▸ **Consigne**:
Dites si chaque affirmation concorde avec le texte fourni : (a) Maurice Papon était détenu depuis mardi soir ; (b) la salle d'audience est pleine lorsque les magistrats et les jurés prennent place ; (c) la demande de mise en liberté a été plaidée par Me Jean-Marc Varaut. Répondez par oui ou par non, en citant à l'identique les mots du texte qui tranchent.

▸ **Texte fourni**:
╔══

Papon est libre - 10/10/1997

A la surprise générale, Maurice Papon, détenu depuis mardi soir, a été remis en liberté hier, mais son procès continue lundi devant la cour d'assises de Bordeaux

BERNADETTE DUBOURG

Vendredi 10 octobre. Troisième jour d'audience. Il est 13 h 34 lorsque les magistrats et les jurés prennent place dans la cour d'assises. La salle d'audience est à moitié vide. Un léger brouhaha se fait pourtant entendre lorsque Maurice Papon, costume sombre et chemise jaune, d'un pas assuré et dossier sous le bras, monte dans le box des accusés ".
" Un peu de silence " réclame le président Castagnède d'une voix sèche. Puis sur un ton grave, avec des accents parfois dramatiques, il donne immédiatement lecture de la décision de la cour sur la demande de mise en liberté, longuement plaidée mercredi et jeudi par Me Jean-Marc Varaut.

╚══

▸ **Données extraites**:
╔══

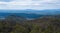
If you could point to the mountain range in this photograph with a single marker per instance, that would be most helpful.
(29, 14)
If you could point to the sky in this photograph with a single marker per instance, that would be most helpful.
(29, 4)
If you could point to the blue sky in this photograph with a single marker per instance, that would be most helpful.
(29, 4)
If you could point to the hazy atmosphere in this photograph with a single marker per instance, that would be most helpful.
(29, 16)
(29, 4)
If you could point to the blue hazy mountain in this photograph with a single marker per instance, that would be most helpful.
(29, 13)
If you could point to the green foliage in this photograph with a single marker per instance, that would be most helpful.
(16, 25)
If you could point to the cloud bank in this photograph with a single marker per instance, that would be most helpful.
(29, 4)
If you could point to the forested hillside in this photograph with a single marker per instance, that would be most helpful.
(17, 24)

╚══

▸ **Réponse ci-dessous**:
(a) Oui : « détenu depuis mardi soir ».
(b) Non : « La salle d'audience est à moitié vide. »
(c) Oui : « longuement plaidée mercredi et jeudi par Me Jean-Marc Varaut ».